The answer should contain every record below, output exactly.

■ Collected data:
○ ○ ○ ○ ○ ○ ○
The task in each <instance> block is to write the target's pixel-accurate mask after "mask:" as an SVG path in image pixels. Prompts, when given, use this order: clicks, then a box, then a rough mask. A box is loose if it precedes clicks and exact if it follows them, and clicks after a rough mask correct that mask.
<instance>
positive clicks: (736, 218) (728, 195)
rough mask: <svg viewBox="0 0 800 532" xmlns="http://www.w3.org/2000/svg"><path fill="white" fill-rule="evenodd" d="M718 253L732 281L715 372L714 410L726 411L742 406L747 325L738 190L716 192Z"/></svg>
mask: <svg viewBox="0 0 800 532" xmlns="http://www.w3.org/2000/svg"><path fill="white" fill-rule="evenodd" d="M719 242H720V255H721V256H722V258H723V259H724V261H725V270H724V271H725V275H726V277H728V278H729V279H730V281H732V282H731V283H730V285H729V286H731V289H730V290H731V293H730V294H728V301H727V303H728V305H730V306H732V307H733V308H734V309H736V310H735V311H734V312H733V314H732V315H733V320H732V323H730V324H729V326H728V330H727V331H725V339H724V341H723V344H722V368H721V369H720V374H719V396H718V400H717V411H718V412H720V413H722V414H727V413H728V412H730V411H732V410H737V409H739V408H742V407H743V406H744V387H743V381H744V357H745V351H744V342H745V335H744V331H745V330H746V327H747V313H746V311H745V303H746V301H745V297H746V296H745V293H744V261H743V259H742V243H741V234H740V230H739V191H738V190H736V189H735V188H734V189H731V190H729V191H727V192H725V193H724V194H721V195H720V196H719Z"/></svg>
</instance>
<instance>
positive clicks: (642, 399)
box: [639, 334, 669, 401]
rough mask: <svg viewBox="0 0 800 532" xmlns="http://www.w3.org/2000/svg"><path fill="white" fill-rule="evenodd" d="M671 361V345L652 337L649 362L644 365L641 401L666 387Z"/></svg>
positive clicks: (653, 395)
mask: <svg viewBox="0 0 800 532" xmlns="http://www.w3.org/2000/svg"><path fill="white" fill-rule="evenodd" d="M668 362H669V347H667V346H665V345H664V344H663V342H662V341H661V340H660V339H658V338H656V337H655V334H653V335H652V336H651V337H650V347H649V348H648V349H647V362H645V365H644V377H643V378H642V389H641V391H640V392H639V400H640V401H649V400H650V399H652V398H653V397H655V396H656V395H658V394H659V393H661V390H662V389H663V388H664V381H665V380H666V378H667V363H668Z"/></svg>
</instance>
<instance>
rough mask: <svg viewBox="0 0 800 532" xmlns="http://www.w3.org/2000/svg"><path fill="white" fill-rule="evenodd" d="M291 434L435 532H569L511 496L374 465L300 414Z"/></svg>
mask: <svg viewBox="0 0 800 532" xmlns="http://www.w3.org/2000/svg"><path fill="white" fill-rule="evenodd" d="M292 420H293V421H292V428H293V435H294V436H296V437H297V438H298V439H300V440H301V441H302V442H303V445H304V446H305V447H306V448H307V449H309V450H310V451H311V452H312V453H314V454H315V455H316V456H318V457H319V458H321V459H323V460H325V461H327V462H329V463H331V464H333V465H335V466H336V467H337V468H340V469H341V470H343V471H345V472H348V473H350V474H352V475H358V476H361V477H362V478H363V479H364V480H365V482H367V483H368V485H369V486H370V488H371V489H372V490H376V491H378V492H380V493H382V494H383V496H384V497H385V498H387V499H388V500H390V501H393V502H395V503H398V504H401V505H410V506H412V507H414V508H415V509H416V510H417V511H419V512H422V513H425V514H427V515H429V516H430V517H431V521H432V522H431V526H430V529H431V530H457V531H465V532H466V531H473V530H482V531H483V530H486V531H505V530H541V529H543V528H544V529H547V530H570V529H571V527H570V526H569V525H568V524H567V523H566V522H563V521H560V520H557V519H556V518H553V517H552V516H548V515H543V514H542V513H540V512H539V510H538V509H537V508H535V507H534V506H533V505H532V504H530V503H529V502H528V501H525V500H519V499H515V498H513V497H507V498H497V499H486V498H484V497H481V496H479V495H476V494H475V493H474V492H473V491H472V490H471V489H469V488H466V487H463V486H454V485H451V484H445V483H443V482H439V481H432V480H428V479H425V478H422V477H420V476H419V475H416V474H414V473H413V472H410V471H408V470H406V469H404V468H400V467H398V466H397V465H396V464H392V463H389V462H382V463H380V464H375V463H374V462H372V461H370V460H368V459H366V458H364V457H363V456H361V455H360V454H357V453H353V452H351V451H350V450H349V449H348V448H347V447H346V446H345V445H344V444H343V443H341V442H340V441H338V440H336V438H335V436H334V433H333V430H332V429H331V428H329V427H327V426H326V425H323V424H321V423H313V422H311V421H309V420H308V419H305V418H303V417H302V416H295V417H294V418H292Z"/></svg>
○ ○ ○ ○ ○ ○ ○
■ Written reply:
The task in each <instance> block is to write the target's pixel-accurate mask after "mask:" as an SVG path in image pixels. Prompts, when given, use this order: clicks, then a box, then a rough mask. A box is loose if it precedes clicks and exact if it follows them, and clicks after a rough mask correct that mask.
<instance>
positive clicks: (736, 218) (728, 195)
rough mask: <svg viewBox="0 0 800 532" xmlns="http://www.w3.org/2000/svg"><path fill="white" fill-rule="evenodd" d="M718 253L732 281L715 372L714 410L726 411L742 406L747 325L738 190L716 192Z"/></svg>
mask: <svg viewBox="0 0 800 532" xmlns="http://www.w3.org/2000/svg"><path fill="white" fill-rule="evenodd" d="M719 242H720V255H721V256H722V258H723V259H724V261H725V270H724V271H725V275H726V277H728V278H729V279H730V281H732V282H731V283H730V285H729V286H731V289H730V290H731V293H730V294H728V301H727V303H728V305H730V306H732V307H733V308H734V309H736V310H735V311H734V312H733V314H732V315H733V320H732V323H730V324H729V326H728V330H727V331H725V339H724V341H723V344H722V368H721V369H720V374H719V396H718V400H717V411H718V412H720V413H722V414H727V413H728V412H730V411H732V410H737V409H739V408H742V407H743V406H744V387H743V381H744V357H745V351H744V342H745V335H744V331H745V330H746V327H747V313H746V311H745V303H746V301H745V297H746V296H745V293H744V261H743V259H742V243H741V234H740V230H739V191H738V190H736V189H735V188H734V189H731V190H729V191H727V192H725V193H724V194H721V195H720V196H719Z"/></svg>
</instance>
<instance>
positive clicks: (642, 399)
box: [639, 334, 669, 401]
rough mask: <svg viewBox="0 0 800 532" xmlns="http://www.w3.org/2000/svg"><path fill="white" fill-rule="evenodd" d="M671 361V345L652 337L649 362L644 365L641 401L666 387Z"/></svg>
positive clicks: (653, 395)
mask: <svg viewBox="0 0 800 532" xmlns="http://www.w3.org/2000/svg"><path fill="white" fill-rule="evenodd" d="M668 362H669V347H667V346H665V345H664V344H663V342H662V341H661V340H660V339H658V338H656V337H655V334H653V335H652V336H651V337H650V347H649V348H648V349H647V362H645V365H644V377H643V378H642V389H641V391H640V392H639V400H640V401H649V400H650V399H652V398H653V397H655V396H656V395H658V394H659V393H661V390H662V389H663V388H664V381H665V380H666V378H667V363H668Z"/></svg>
</instance>
<instance>
rough mask: <svg viewBox="0 0 800 532" xmlns="http://www.w3.org/2000/svg"><path fill="white" fill-rule="evenodd" d="M291 434L435 532H569L511 496L374 465L300 414Z"/></svg>
mask: <svg viewBox="0 0 800 532" xmlns="http://www.w3.org/2000/svg"><path fill="white" fill-rule="evenodd" d="M292 420H293V421H292V428H293V435H294V436H296V437H297V438H298V439H300V440H301V441H302V442H303V445H304V446H305V447H306V448H307V449H309V450H310V451H311V452H312V453H314V454H315V455H316V456H318V457H319V458H321V459H323V460H325V461H327V462H329V463H331V464H333V465H335V466H336V467H337V468H340V469H341V470H343V471H345V472H348V473H350V474H352V475H358V476H361V477H362V478H363V479H364V480H365V482H367V483H368V485H369V486H370V488H371V489H372V490H376V491H378V492H380V493H382V494H383V496H384V497H385V498H387V499H388V500H390V501H393V502H395V503H398V504H401V505H410V506H412V507H414V508H415V509H416V510H417V511H419V512H422V513H425V514H427V515H429V516H430V517H431V521H432V522H431V526H430V529H431V530H457V531H465V532H466V531H473V530H482V531H483V530H486V531H505V530H541V529H543V528H544V529H547V530H570V529H571V527H570V526H569V525H568V524H567V523H566V522H563V521H560V520H557V519H556V518H553V517H552V516H548V515H543V514H542V513H540V512H539V510H538V509H537V508H535V507H534V506H533V505H532V504H530V503H529V502H528V501H525V500H519V499H515V498H513V497H507V498H497V499H486V498H484V497H481V496H479V495H476V494H475V493H474V492H473V491H472V490H471V489H469V488H466V487H463V486H454V485H451V484H445V483H443V482H439V481H432V480H428V479H425V478H422V477H420V476H419V475H416V474H414V473H413V472H410V471H408V470H406V469H404V468H400V467H398V466H397V465H396V464H392V463H389V462H382V463H380V464H375V463H374V462H372V461H370V460H368V459H366V458H364V457H363V456H361V455H360V454H357V453H353V452H351V451H350V450H349V449H348V448H347V447H346V446H345V445H344V444H343V443H341V442H340V441H338V440H336V438H335V436H334V433H333V430H332V429H331V428H329V427H327V426H326V425H323V424H321V423H313V422H311V421H309V420H308V419H305V418H303V417H302V416H295V417H294V418H292Z"/></svg>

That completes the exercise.